[Extracted text]:
Tuesday, February 19, 2008

Risk

A couple days ago, my good friend and fellow blogger ER posted this, which has the most marvelous title, "No Map For My Wandering Pilgrim Way". The post got my mind churning about saying something a bit personal, as it were, and then, lo and behold, I came across the latest installment of the Progressive Bible Study over at Street Prophets, which considers the whining of the people to Moses in Exodus 17. I guess that clinches it, I thought, so I will offer here some very personal thoughts. Always dangerous. . .

Without going in to gory detail - which I am not interested in doing anyway, and would bore most people - the worst time of my life (a period stretching from sometime in 1989 through late 1990) was marked by a kind of spiritual risk aversion on my part. The reason I love the title of ER's post so much is simple - there was a time in my life when I wanted, indeed even prayed for, a map. I wanted to know what my life held for me. I didn't want anything left to chance. When things in my life started to fall apart, and they did so rather rapidly and precipitously due to my own inability to handle the rather mundane problems life throws at you, I became even more risk-averse, cowering and running to various places of safety, rather than deal with things as they were.

I do believe that has been a part of my life ever since. The last time I stood on the edge of a deep chasm and leaped, eyes open, was a long time ago. I have been playing it quite safe - not just spiritually but in many aspects of my life - for so long, while talking a good game, I realized very recently that "cowardice" is a good word for one of my defining character traits. Of course, there is a fine line between "cowardice" and "caution" in life, especially as we get older and our responsibilities pile up. Yet, we ignore the reality that so much of what we call "responsibility" is a fake security blanket we toss over our lives so that we can pretend that we don't live on the edge of a bottomless pit.

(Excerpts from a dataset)
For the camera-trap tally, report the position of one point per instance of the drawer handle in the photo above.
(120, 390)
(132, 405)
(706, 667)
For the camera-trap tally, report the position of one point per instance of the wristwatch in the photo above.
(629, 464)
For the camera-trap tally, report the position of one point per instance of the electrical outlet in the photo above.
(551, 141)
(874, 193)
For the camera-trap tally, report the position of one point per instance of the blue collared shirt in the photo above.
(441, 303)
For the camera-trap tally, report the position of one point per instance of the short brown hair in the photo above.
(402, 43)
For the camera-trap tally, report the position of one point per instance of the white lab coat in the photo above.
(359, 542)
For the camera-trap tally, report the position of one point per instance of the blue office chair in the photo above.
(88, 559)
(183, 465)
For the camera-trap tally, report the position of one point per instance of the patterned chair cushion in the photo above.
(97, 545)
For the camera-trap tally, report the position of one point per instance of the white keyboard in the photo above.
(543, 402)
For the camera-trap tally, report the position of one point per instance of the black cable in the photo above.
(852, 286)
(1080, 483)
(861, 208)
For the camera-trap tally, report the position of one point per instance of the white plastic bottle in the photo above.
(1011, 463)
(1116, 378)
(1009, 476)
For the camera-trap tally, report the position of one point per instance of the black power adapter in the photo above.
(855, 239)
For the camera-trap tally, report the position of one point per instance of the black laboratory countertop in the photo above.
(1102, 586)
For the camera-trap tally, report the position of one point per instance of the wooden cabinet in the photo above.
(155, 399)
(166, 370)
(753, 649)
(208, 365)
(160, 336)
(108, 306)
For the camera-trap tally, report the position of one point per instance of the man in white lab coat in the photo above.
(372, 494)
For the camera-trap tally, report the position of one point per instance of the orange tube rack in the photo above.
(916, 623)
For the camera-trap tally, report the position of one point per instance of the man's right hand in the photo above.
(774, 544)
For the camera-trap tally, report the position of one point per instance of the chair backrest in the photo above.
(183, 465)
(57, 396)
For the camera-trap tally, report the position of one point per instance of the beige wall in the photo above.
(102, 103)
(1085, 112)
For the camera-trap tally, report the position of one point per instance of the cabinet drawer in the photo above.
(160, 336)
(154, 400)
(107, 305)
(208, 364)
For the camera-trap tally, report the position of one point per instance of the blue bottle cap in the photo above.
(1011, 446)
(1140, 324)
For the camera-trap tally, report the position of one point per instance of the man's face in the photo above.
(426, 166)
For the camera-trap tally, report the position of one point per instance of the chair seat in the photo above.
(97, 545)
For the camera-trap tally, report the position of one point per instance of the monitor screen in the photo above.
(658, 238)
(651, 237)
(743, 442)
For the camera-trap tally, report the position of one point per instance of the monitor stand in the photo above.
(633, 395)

[Complete the following]:
1) Answer these questions about the blog post on risk:
(a) What is the title of ER's post?
(b) Which chapter of Exodus does the Progressive Bible Study at Street Prophets look at?
(c) What stretch of time does the writer call the worst time of their life?
2) Extend the blog post on risk by writing what comes next after its last sentence.
The records were taken from a different source than the text.

[Task responses]:
1)
(a) "No Map For My Wandering Pilgrim Way"
(b) Exodus 17
(c) From sometime in 1989 through late 1990

2)
Playing it safe is all well and good at times. Yet, when it becomes a habit, it betrays a dearth not just of faith, but a capacity for taking life as it comes, and discovering all sorts of joys - and, yes, pains, too - that are out there for the taking. Life without risk isn't really living, but marking time. It also isn't the life God wants for us. After all, God asks so little of us - just our lives, and the death we all must face anyway. Why hide behind the trappings of a false security - call it money, or family, or success, or even a home - in order to hide the fact that we don't want to put any of this in jeopardy. We'll sing songs praising God on Sunday, but please don't ask us to quit our job on Monday because we work for a company that's screwing its workers or dumping toxic waste. We'll pray for the kingdom to come, but make sure our lives aren't disturbed all that much by the event. It's always someone else, some other, whose life becomes topsy-turvy because of the way our lives go.

Along with the story of the children whining in the desert, I would also recall another Biblical story - the parable Jesus tells of the wedding banquet. We have no idea when, how, or for what purpose, God will call us, or in what form that call will come. In St. Matthews' telling, please recall that all those good, sensible folk who pleaded that life interfered with their ability to answer that call ended up in the outer darkness, weeping and gnashing their teeth. This isn't a game we're about here. Every moment is filled with the potential for ultimate meaning, if we are open enough, and brave enough, to risk it.

I no longer wish to hide behind all the trappings of life and say that I am being sensible, when really what I am is a big, fat chicken, unwilling to face the truth that to live is to risk. Obviously, every risk has the potential to pretty much destroy everything - just look at the past seven years in the United States, and the sad state of our affairs - but it also has the potential for the biggest, most wonderful payoffs. Running scared because the possibility of loss exists isn't living, and, to be honest, I want to live.